The lines to reproduce from the material below are those from the one containing "column 583, row 512" through the one containing "column 219, row 752", both included; write them out exactly and add nothing.

____

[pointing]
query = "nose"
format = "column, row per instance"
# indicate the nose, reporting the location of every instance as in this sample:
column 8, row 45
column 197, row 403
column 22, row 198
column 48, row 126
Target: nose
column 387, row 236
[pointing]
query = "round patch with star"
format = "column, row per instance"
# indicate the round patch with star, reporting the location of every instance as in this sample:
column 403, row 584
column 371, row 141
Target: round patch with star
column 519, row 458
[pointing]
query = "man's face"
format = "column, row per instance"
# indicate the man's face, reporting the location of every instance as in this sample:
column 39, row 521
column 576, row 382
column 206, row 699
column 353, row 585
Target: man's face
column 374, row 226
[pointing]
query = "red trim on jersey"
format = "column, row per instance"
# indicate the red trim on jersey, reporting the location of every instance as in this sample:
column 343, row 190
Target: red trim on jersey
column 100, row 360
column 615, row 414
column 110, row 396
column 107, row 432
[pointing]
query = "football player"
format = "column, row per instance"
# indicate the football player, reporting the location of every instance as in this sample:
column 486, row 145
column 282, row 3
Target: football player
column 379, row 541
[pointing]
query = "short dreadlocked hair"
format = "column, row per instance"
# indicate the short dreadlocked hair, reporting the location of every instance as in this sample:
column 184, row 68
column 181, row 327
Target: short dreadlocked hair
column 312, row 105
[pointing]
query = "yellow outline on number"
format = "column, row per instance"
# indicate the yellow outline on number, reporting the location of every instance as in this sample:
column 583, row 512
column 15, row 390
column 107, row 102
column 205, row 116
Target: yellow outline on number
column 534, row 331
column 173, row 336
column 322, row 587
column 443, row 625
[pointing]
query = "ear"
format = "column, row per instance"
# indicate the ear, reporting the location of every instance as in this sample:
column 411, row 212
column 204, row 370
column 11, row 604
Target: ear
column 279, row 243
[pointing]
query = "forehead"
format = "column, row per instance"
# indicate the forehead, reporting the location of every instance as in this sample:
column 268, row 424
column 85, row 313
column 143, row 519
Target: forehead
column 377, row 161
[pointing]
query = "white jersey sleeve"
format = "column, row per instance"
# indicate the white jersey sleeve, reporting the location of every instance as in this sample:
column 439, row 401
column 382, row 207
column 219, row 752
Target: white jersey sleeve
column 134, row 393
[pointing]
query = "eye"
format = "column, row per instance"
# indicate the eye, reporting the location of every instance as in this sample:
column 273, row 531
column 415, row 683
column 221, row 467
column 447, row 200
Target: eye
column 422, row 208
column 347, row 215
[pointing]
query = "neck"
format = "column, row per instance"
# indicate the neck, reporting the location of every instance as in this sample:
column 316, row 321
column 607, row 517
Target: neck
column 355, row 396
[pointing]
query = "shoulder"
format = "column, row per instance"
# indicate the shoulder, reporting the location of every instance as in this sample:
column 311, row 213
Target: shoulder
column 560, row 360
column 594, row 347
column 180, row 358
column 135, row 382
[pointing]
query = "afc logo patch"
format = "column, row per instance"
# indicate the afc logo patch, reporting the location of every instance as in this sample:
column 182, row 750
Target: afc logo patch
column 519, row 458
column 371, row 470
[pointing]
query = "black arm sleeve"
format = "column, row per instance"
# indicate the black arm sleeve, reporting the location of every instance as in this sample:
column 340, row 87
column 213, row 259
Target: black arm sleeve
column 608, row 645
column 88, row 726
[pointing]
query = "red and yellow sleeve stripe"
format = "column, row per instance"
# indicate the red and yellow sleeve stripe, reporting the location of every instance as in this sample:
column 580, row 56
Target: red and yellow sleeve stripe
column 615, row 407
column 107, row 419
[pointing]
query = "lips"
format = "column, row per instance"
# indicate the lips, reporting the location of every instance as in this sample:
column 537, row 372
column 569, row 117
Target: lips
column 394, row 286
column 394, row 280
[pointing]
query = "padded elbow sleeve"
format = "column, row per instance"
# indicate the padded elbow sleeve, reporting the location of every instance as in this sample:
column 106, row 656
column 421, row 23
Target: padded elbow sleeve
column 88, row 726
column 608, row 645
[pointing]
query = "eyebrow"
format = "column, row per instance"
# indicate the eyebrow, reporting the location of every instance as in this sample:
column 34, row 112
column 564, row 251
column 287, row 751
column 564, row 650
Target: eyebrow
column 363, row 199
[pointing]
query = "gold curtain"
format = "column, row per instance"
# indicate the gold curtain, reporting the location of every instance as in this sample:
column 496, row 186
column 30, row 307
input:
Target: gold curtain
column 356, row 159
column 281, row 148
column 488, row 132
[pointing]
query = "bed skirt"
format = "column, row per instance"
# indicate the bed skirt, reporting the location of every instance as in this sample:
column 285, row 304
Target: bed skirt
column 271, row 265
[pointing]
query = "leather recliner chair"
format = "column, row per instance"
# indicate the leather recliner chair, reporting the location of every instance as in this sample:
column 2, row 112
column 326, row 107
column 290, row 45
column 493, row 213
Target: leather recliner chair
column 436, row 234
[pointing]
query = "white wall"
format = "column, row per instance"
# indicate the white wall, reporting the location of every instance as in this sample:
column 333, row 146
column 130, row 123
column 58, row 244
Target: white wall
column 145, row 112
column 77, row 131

____

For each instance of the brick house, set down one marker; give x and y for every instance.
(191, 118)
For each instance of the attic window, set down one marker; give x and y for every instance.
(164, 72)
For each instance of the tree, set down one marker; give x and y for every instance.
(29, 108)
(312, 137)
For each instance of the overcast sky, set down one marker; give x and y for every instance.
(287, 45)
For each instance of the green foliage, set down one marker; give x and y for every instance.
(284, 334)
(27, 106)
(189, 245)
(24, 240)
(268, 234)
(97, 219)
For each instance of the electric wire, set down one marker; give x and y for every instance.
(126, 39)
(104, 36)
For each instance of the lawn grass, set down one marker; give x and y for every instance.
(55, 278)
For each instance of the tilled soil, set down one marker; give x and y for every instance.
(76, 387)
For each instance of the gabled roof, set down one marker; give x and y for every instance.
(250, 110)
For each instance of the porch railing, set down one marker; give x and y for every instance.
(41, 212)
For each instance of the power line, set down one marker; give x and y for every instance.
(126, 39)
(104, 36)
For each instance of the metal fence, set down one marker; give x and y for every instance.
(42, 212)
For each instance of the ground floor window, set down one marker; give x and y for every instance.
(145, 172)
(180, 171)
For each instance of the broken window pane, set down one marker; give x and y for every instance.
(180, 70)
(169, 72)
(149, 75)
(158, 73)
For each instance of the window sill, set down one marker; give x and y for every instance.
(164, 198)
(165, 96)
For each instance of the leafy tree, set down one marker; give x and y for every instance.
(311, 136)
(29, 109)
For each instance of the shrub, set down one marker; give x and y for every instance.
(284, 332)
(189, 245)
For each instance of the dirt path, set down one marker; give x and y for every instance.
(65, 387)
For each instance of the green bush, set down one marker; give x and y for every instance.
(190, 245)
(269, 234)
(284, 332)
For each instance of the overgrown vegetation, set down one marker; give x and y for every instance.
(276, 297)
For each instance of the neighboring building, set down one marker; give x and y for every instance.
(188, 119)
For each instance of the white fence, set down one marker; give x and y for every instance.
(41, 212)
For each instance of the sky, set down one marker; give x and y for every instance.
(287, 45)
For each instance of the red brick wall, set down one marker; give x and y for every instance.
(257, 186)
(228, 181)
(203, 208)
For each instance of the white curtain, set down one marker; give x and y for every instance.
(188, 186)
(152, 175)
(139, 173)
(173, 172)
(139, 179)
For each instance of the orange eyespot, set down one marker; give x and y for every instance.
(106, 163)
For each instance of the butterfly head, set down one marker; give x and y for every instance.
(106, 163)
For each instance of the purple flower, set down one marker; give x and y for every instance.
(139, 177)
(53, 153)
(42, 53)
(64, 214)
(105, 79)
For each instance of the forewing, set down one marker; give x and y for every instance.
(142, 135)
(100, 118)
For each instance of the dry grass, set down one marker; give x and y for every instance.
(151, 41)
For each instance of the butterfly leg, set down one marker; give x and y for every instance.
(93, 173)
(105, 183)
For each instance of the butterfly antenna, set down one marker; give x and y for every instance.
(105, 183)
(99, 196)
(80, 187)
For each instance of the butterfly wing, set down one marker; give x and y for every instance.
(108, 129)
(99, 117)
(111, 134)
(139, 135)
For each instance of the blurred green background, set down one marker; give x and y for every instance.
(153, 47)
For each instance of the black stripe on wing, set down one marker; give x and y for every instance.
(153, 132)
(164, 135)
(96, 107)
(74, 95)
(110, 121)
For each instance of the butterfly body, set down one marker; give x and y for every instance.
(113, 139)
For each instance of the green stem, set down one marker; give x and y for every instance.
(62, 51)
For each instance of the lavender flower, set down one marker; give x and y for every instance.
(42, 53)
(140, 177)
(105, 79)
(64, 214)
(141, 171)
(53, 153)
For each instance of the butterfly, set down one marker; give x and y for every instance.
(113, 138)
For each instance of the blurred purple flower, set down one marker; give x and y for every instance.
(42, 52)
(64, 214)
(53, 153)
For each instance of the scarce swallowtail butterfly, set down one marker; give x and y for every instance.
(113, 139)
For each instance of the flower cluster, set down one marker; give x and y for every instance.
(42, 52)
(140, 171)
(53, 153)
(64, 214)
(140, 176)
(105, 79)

____

## RESULT BELOW
column 583, row 512
column 15, row 390
column 107, row 102
column 205, row 116
Target: yellow outline on number
column 534, row 331
column 173, row 336
column 322, row 587
column 443, row 625
[pointing]
query = "ear"
format = "column, row per instance"
# indicate the ear, reporting the location of every instance as in this sample:
column 411, row 212
column 204, row 370
column 11, row 604
Target: ear
column 279, row 243
[pointing]
query = "forehead"
format = "column, row per instance"
# indicate the forehead, reporting the location of every instance as in this sample:
column 268, row 424
column 85, row 313
column 143, row 519
Target: forehead
column 377, row 161
[pointing]
query = "white jersey sleeve"
format = "column, row per instance"
# indicate the white jersey sleeve, reporting the location of every instance as in this sample:
column 439, row 401
column 382, row 207
column 219, row 752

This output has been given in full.